WHAT THE TASK ASKS = Lay out everything from the start of the items below down to the line containing "275), (191, 261)]", both ends included, as a JSON list of strings with one string per line and no blank lines. Leave the pictures out of your answer.

EXERCISE DATA =
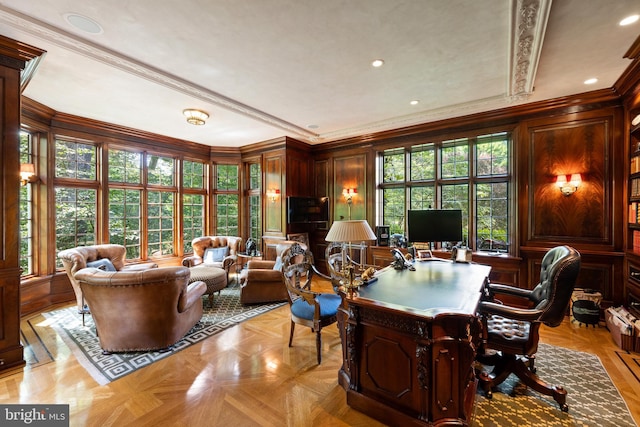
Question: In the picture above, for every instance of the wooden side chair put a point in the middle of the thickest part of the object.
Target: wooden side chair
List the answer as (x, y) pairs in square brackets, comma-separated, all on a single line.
[(511, 332), (312, 309)]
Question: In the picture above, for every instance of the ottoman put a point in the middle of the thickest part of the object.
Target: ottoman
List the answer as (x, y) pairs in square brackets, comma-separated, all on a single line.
[(214, 277)]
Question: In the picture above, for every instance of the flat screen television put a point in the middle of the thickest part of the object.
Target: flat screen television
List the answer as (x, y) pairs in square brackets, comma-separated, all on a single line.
[(307, 209), (434, 225)]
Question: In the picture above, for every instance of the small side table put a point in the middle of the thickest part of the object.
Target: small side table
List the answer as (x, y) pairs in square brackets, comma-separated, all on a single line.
[(243, 259)]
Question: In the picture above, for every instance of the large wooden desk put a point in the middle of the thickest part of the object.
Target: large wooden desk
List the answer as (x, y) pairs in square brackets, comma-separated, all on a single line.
[(409, 341)]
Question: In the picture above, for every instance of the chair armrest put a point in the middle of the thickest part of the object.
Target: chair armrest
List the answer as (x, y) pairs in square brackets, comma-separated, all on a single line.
[(524, 314), (195, 290), (260, 264), (141, 266), (498, 288), (264, 275), (191, 261)]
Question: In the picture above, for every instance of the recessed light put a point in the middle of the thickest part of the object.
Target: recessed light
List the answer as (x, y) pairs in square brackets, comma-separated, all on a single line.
[(629, 20), (83, 23)]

CORRECT ANSWER =
[
  "Question: In the picture above, for every instance of the wooden side chair put a point in the middle of the thickest part of the object.",
  "Target: wooden side chair",
  "List the answer as (x, y) pairs in square brackets, comma-separated, all on a single line.",
  "[(511, 332), (312, 309)]",
  "Question: In the picture above, for every instance of the ottoman put a point in the middle of the thickest part of the object.",
  "Target: ottoman",
  "List the answer as (x, y) pairs in square brackets, comma-separated, all on a single line.",
  "[(214, 277)]",
  "Question: In the picture above, for every instance of the flat screen television put a point in the middle of the thickest part of the object.",
  "Target: flat screen television",
  "List the answer as (x, y) pairs in square brackets, comma-separated, all on a single line.",
  "[(307, 209), (434, 225)]",
  "Question: In the picture above, for every instance of the small side table put a point in the middle of the thickest part of the object.",
  "Target: small side table",
  "List the answer as (x, y) pairs in square brackets, comma-separated, all on a single line.",
  "[(243, 259)]",
  "Question: In the picture above, for every instance of the large wooden desk put a point in the middle of the thickest part of the object.",
  "Target: large wooden desk",
  "List the answer as (x, y) pairs in square brackets, comma-separated, all on a single line.",
  "[(409, 341)]",
  "Question: In the picture above, for every instance of the chair armrest put a point in the middle of the thickest part of the object.",
  "Target: chair armrest",
  "List the answer as (x, y) pairs in square brackets, comma-separated, all on a single line.",
  "[(524, 314), (195, 290), (260, 264), (141, 266), (498, 288), (264, 275), (191, 261)]"
]